• What you are asked to do:
Set down every record below exactly as it stands, leaving out the pictures.

※ ※ ※

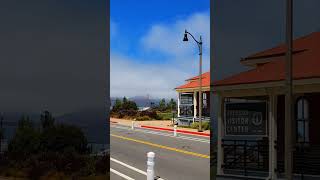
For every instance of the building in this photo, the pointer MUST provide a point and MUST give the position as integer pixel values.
(188, 98)
(251, 114)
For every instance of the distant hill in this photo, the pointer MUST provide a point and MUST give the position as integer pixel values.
(141, 101)
(92, 121)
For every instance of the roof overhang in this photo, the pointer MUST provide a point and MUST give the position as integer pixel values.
(310, 85)
(204, 88)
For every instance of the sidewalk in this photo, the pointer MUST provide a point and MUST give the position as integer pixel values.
(156, 123)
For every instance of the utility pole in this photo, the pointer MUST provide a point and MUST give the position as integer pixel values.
(289, 140)
(200, 86)
(199, 43)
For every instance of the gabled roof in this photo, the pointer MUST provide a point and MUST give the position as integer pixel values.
(306, 63)
(194, 82)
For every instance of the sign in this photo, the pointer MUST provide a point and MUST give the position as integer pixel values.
(246, 119)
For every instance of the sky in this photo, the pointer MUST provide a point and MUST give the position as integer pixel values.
(148, 56)
(52, 55)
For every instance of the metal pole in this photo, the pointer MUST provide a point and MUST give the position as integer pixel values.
(150, 166)
(200, 86)
(1, 135)
(289, 107)
(175, 130)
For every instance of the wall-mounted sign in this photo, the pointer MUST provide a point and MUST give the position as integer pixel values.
(246, 119)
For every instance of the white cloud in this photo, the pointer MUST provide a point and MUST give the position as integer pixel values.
(130, 78)
(167, 38)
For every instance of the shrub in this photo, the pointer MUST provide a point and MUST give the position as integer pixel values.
(205, 125)
(150, 114)
(143, 118)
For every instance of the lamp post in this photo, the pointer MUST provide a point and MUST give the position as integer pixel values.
(199, 43)
(289, 125)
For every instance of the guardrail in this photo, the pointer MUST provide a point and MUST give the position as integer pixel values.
(187, 120)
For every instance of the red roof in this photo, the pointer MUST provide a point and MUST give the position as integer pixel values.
(306, 63)
(194, 81)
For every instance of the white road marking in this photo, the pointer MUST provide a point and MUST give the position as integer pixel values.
(165, 134)
(120, 174)
(128, 166)
(131, 167)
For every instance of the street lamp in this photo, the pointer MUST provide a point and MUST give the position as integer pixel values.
(199, 43)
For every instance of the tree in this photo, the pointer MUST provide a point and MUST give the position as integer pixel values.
(26, 140)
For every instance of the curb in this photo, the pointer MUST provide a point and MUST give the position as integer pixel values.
(181, 131)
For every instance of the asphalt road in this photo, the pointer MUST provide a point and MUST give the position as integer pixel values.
(183, 157)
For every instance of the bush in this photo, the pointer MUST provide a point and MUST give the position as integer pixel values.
(143, 118)
(205, 125)
(165, 116)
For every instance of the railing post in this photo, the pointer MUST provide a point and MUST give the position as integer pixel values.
(245, 158)
(150, 166)
(132, 125)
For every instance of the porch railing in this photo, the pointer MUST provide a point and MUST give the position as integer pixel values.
(188, 120)
(245, 156)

※ ※ ※

• Answer to this problem:
For every instance of the building in this photo, the pointer MUST provide a point and MUST give the position as integer pixel values.
(188, 98)
(251, 114)
For every instance of the distant hill in this photo, the pointer MUST provide a point and MUST give the position as integer pixel values.
(141, 101)
(92, 121)
For every instance of the roof overhang in this photo, the pointer MUST provide a point and MUST give the position as integer pixel values.
(310, 85)
(204, 88)
For every instance of the sidewalk in this photo, the pointer MUST provide a point and MUST give the position as integer pixel values.
(156, 123)
For every instance of the utility pole in this photo, the pointer MUST provide a point and MUST give the position as integer pixel values.
(289, 140)
(200, 86)
(199, 43)
For every instance of the gabled roof in this photo, the pointer MUST provide a point and MUST give the position as integer pixel values.
(306, 63)
(194, 82)
For every instance of the sign in this photo, the pointer MUST provide a point and MUST give the position as integer pixel values.
(246, 119)
For every instance of the sky in this photo, the pointer MUST provide a point and MUST give the position as integer pixel values.
(148, 56)
(52, 55)
For every instance of the metal pole in this photo, the pointer MUST provide a point and MUST give the position as integer pixel values.
(150, 166)
(200, 86)
(1, 135)
(289, 107)
(175, 130)
For every instance of the wall-mounted sign in this photo, the pointer MUST provide a point and MUST give the position as integer pixel values.
(246, 119)
For every instance of the white cloud in this photo, the pointer MUST provide a point and MUST give the position as integer pixel values.
(130, 78)
(167, 38)
For every instance of the shrub in this photo, the pointer MUST provide a point and MUST give the position as integer pixel values.
(205, 125)
(150, 114)
(143, 118)
For every instance of the lamp post in this photo, the pointer MUST provide a point and MUST give the position as integer pixel values.
(199, 43)
(289, 125)
For every instance of the guardrail in this photo, the pointer MUST provide a point and MUST give the position as integer pixel values.
(187, 120)
For every instance of the red roof in this photo, the pointer MUST provide a point and MUST give the position as integer pixel values.
(306, 63)
(194, 81)
For every instance of the white road marking in this photo, the pointer MUST provide a point and MUST give the position as integer pixel values.
(165, 134)
(120, 174)
(128, 166)
(131, 167)
For every instance of the street lamp in this photo, the pointer MUST provide a point and MUST give the position as integer pixel values.
(199, 43)
For every instance of the tree in this photo, the pointer MUST provide a point and MUST give the position as integer pixel values.
(26, 140)
For every instance of the curb in this photo, the pointer MUST provide a point and MUST give the position as integer pixel values.
(181, 131)
For every instance of the asphalt road in this photo, the pointer MUST provide a point and MUST give the position as integer pixel values.
(183, 157)
For every instance of the bush in this photo, the pointer MUST provide a point and MUST give the position as integer pixel values.
(143, 118)
(205, 125)
(165, 116)
For every instance of the railing post in this photo, the pointer MUST provide a point and MUST give the position as integer pixel values.
(245, 158)
(150, 166)
(132, 125)
For every instance of the porch railing in this photo, the pointer MUST provide a point and MUST give the position as integer pixel values.
(188, 120)
(245, 156)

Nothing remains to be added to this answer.